--- begin Excerpt ---

![](https://d2f1dfnoetc03v.cloudfront.net/Images/siteNHI/2025/02/PaulBass/Vance-Gilbert-2.jpeg)
Leigh Busby Photo
Vance Gilbert performing at Jazzy's.
Vance Gilbert
Jazzy’s Cabaret
4 Orange St.
New Haven
Feb. 8, 2025
Vance Gilbert was talking about John Prine before a full house at Jazzy’s Cabaret Saturday night when he saw flashing lights outside on Orange Street.
“Black guy playing folk music,” he reported, lowering his voice and leaning into the mic. “Over. … Let’s surround the place.”
Then, amid chuckles in the audience, he straightened and returned to his story: About how John Prine’s first solo album blew him away. Especially the song “Hello In There.”

--- end Excerpt ---

=== Tasks and exercises ===
1. Name every person mentioned in the concert report.
2. In the concert report, which song from John Prine's first solo album especially moved Gilbert?
3. Keep writing the concert report from the point where it ends.
The material that comes next has no connection to the concert report.

--- begin Record set ---

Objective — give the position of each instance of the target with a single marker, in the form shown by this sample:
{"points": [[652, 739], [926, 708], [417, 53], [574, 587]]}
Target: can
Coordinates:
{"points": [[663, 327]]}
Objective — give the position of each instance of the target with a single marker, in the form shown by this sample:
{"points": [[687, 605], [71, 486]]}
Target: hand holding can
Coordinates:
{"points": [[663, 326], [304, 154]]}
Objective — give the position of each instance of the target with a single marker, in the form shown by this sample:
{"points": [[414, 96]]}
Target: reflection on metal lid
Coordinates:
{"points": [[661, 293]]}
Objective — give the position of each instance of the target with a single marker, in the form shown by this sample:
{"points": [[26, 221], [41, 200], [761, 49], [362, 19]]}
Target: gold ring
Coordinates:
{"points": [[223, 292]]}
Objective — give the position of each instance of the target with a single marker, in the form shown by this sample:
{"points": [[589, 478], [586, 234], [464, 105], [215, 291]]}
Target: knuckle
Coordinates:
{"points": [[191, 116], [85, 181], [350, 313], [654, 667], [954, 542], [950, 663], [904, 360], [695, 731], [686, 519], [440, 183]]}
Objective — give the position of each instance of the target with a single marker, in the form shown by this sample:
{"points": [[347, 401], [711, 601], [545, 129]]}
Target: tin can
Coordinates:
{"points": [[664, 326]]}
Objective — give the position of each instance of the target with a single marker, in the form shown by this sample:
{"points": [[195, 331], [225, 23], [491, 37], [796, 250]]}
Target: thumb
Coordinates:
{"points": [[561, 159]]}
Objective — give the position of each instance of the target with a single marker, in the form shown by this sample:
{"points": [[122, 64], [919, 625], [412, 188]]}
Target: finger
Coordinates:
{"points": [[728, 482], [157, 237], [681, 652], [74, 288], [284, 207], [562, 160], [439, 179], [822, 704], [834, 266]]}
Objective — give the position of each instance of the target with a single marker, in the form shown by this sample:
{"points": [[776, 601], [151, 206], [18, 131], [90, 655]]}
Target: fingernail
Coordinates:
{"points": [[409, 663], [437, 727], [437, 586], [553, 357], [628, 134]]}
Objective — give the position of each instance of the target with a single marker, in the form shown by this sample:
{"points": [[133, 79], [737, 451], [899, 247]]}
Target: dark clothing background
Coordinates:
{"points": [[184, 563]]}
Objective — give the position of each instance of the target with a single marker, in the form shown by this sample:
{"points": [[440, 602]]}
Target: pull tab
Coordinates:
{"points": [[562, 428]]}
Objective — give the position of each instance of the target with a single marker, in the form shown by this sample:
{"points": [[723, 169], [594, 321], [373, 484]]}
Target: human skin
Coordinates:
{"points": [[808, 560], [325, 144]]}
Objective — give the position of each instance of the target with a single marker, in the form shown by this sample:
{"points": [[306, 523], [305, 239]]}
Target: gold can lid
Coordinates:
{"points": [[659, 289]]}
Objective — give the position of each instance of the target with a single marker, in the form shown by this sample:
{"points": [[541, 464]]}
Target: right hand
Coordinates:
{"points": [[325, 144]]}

--- end Record set ---

=== Response list ===
1. Vance Gilbert, John Prine, Leigh Busby

2. "Hello In There."

3.
His Black friends, he said, didn’t have that record. (They did have Bette Midler’s “The Divine Miss M.”) The record spoke to him.
“It’s strange that a kid who grew up in Philly and then was homeless four years through college would end up trying to sound like a white guy with a guitar who was a postman in Chicago,” Gilbert recalled. “He made magic with such simple lyrics and simple chords.”
Gilbert developed his own sound. He has spent three decades touring the country and recording albums in the singer-songwriter vein.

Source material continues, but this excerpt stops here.